### Page excerpt

It calmed him down enough where I could explain everything, tell him all about the five months of twisted manipulation I had endured. About how my sexual likes were used against me and how it was always all about him. It was never once about me and when I got down I had something wrong with me and I was “emotionally abusive and messed up” and about everything. He said sorry, he said he should’ve been there when I needed him and that he should’ve tried to console me more when I came crying to him about how all my boyfriend wanted was sexual stuff, how every single fucking time I was with him he made it sexual and how he convinced me into doing so many things I never wanted to do. How he would mess something up really bad then send long rants to make up for his shitty attitude the majority of the time.

I don’t know what else there is, I know there’s so much more but that’s all I have right now.

Welp, bye.

### To do
[1] Copy word for word the part of the personal account above, starting with "It calmed him" and going on through "of the time.".
[2] In the personal account above, list each thing the writer's boyfriend is described as doing in the words that follow "came crying to him about".

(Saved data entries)
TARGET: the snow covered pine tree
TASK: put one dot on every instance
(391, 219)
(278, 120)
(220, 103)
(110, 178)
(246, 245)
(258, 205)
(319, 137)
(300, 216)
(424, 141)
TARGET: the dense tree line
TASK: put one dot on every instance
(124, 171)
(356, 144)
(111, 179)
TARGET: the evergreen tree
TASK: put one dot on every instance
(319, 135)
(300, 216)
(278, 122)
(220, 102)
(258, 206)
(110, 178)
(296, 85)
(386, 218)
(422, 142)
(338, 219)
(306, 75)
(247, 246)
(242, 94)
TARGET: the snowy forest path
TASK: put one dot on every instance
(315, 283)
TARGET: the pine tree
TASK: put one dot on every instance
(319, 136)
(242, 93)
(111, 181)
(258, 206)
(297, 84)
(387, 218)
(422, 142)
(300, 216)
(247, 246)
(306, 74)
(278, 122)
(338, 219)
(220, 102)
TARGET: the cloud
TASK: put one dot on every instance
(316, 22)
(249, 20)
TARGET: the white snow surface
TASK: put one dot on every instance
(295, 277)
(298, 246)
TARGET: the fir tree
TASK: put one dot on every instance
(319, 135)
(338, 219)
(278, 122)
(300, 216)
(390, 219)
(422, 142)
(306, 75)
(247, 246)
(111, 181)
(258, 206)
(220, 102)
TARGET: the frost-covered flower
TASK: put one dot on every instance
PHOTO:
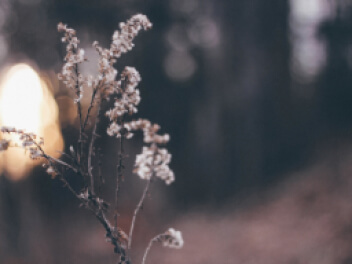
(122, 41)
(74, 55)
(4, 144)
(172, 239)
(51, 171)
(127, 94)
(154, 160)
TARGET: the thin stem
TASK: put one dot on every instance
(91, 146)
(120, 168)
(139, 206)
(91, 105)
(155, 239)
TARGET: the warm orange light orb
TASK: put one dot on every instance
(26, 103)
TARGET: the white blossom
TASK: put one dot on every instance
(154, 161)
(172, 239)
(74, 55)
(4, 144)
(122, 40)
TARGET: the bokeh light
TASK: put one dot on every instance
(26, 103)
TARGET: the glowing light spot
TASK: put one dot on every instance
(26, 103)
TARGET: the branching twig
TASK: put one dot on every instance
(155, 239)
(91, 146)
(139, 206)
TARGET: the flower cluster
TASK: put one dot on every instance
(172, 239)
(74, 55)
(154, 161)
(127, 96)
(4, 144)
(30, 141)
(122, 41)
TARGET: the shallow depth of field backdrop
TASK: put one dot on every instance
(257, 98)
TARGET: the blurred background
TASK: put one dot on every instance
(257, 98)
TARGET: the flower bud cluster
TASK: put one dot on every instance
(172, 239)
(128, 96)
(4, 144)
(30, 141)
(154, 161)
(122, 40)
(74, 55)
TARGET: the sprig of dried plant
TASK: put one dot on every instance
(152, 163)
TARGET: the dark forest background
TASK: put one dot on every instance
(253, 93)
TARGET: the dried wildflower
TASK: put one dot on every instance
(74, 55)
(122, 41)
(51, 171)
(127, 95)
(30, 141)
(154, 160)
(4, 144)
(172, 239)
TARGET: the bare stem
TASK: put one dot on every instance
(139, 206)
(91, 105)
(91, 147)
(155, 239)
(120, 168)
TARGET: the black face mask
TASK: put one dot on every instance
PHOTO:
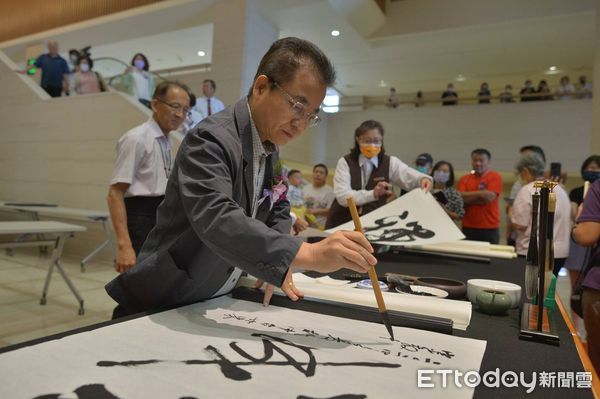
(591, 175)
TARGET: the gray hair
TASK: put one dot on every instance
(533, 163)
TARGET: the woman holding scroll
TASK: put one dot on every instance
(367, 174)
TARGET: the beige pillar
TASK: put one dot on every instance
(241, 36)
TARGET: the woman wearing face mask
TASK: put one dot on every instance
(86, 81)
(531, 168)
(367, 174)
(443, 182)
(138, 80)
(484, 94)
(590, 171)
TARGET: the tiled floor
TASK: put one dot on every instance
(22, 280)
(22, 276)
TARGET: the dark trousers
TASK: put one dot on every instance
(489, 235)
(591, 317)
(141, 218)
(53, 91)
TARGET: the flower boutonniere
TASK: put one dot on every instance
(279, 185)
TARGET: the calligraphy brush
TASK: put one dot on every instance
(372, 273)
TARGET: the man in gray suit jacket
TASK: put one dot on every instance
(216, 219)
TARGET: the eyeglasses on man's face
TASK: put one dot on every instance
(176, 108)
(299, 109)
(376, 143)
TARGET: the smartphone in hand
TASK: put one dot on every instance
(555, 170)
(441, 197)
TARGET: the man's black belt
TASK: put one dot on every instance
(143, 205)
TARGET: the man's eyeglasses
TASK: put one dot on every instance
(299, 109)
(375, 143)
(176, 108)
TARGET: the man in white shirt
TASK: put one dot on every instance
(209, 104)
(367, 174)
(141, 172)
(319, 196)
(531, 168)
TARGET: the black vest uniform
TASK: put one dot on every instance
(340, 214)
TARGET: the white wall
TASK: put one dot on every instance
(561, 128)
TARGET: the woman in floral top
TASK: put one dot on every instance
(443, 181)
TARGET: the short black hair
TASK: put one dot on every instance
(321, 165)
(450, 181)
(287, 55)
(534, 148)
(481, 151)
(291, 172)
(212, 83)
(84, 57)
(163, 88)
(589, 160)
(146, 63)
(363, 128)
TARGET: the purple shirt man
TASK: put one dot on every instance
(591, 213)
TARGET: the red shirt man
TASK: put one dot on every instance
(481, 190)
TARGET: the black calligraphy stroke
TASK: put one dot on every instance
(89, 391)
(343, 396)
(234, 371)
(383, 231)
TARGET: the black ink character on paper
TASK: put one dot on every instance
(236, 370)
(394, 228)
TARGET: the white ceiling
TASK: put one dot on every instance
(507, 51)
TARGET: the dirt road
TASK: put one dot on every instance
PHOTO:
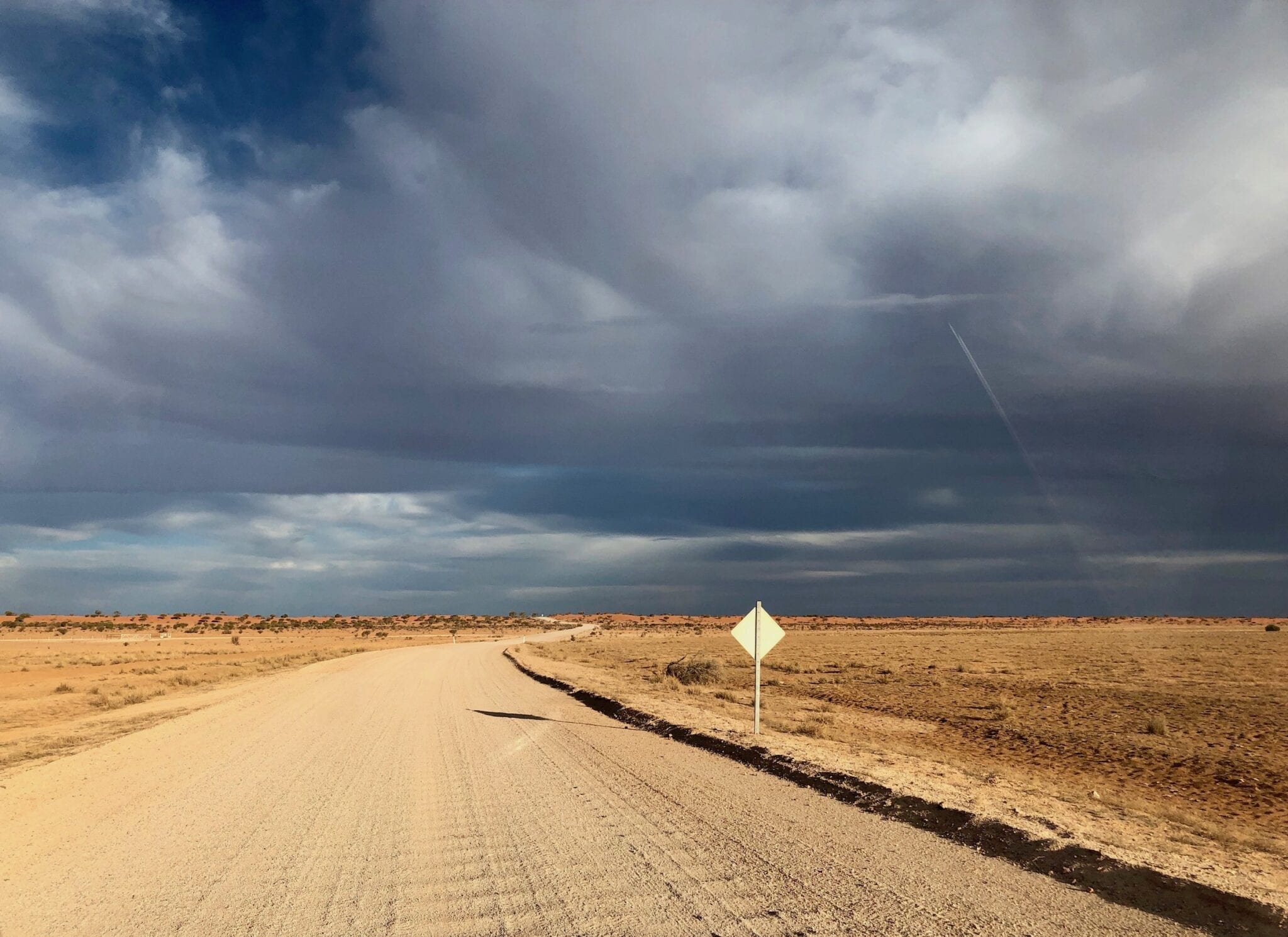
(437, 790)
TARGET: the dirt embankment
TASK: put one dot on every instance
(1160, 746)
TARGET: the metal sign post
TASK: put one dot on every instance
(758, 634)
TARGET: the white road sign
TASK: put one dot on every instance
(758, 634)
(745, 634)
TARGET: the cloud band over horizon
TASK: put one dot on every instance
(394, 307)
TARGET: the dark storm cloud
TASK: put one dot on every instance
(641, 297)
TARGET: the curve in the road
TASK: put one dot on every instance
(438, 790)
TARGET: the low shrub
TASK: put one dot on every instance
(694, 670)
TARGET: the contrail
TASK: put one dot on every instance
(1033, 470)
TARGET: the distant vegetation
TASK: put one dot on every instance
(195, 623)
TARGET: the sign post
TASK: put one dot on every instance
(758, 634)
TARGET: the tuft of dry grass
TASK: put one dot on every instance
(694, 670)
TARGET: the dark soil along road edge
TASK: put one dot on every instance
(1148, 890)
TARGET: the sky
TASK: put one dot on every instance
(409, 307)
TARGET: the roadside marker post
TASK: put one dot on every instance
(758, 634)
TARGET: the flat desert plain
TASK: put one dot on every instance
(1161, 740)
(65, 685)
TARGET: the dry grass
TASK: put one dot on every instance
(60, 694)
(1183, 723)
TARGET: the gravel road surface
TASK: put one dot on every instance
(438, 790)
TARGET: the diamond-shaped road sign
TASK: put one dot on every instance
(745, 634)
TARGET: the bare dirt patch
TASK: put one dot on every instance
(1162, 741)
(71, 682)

--

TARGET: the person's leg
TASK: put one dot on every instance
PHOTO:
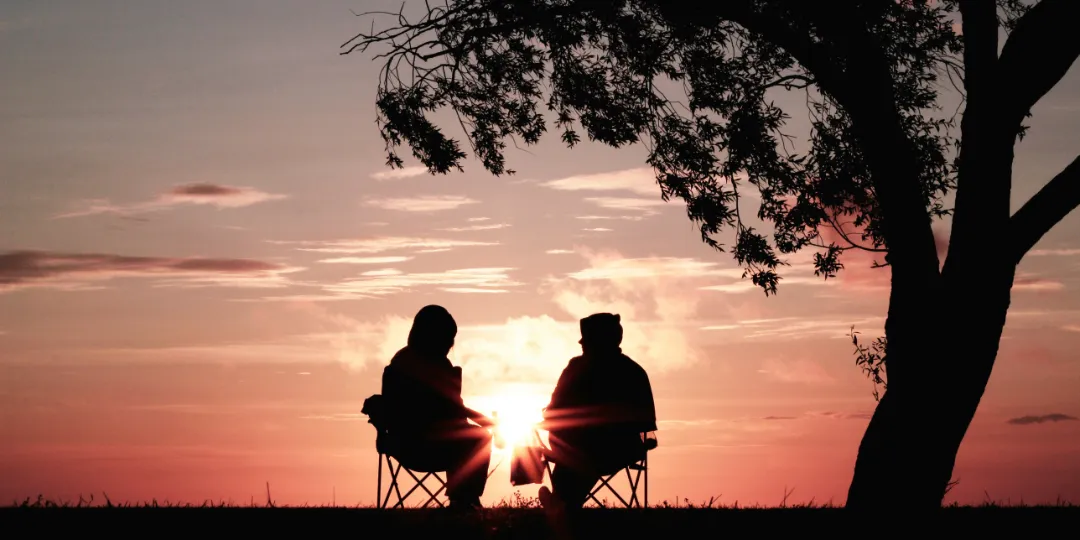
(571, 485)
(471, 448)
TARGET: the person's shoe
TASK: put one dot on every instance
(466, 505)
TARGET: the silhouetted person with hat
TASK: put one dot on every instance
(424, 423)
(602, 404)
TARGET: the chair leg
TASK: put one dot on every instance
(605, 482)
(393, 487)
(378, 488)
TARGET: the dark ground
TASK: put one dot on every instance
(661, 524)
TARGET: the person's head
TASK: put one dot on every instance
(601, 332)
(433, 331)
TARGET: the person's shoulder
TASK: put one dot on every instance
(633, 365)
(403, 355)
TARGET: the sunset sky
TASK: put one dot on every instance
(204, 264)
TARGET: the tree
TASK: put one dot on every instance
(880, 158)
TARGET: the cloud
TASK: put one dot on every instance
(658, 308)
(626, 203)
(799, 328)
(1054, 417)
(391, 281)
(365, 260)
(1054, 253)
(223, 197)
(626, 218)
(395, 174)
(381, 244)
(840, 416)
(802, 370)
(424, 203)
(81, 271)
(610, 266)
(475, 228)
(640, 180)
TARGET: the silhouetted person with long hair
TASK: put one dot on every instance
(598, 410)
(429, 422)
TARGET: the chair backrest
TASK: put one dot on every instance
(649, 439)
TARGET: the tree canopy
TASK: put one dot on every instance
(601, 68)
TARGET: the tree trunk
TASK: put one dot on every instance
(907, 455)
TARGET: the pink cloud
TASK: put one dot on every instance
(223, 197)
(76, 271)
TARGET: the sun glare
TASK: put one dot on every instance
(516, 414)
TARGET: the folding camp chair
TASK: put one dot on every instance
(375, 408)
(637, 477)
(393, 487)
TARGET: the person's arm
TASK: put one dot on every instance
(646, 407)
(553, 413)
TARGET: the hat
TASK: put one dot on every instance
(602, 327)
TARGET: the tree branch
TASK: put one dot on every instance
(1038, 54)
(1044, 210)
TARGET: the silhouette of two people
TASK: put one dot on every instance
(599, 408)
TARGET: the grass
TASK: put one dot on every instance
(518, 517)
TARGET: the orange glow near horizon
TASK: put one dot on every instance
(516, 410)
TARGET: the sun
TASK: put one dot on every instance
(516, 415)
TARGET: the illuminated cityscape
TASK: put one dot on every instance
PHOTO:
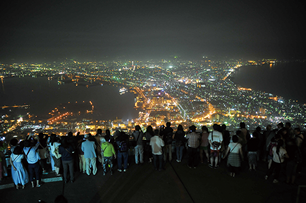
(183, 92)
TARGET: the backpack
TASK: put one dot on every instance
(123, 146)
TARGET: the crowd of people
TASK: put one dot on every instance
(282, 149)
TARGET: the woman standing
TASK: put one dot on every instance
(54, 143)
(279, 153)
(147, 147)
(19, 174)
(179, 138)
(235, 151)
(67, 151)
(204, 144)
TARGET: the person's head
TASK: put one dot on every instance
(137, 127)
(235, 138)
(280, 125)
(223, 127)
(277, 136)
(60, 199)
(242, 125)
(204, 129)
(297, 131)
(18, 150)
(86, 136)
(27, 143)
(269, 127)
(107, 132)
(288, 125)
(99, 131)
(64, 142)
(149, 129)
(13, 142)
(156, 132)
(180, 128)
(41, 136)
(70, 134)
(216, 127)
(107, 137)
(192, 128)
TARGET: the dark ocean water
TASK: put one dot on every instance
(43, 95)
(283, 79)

### Answers to the tasks
[1]
It calmed him down enough where I could explain everything, tell him all about the five months of twisted manipulation I had endured. About how my sexual likes were used against me and how it was always all about him. It was never once about me and when I got down I had something wrong with me and I was “emotionally abusive and messed up” and about everything. He said sorry, he said he should’ve been there when I needed him and that he should’ve tried to console me more when I came crying to him about how all my boyfriend wanted was sexual stuff, how every single fucking time I was with him he made it sexual and how he convinced me into doing so many things I never wanted to do. How he would mess something up really bad then send long rants to make up for his shitty attitude the majority of the time.

[2]
- All he wanted was sexual stuff.
- Every single time the writer was with him, he made it sexual.
- He convinced the writer into doing many things the writer never wanted to do.
- He would mess something up really badly, then send long rants to make up for his bad attitude most of the time.